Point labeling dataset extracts

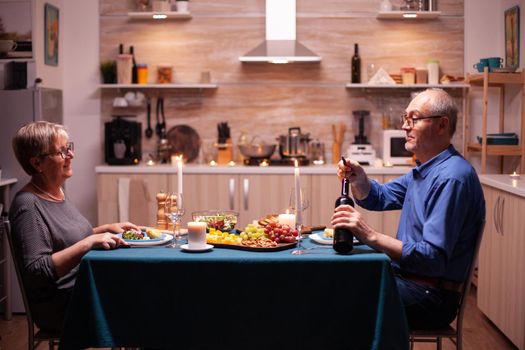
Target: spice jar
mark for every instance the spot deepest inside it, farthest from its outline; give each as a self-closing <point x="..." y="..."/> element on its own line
<point x="408" y="75"/>
<point x="142" y="73"/>
<point x="164" y="74"/>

=== Your goal ===
Reproduce every line of the records above word for word, but leave out the pictures.

=== Result for this task ===
Target: spice jar
mark for every instance the spot deepest inside it, farthest from its outline; give each as a self-closing <point x="..." y="..."/> element on its own line
<point x="408" y="75"/>
<point x="142" y="73"/>
<point x="164" y="74"/>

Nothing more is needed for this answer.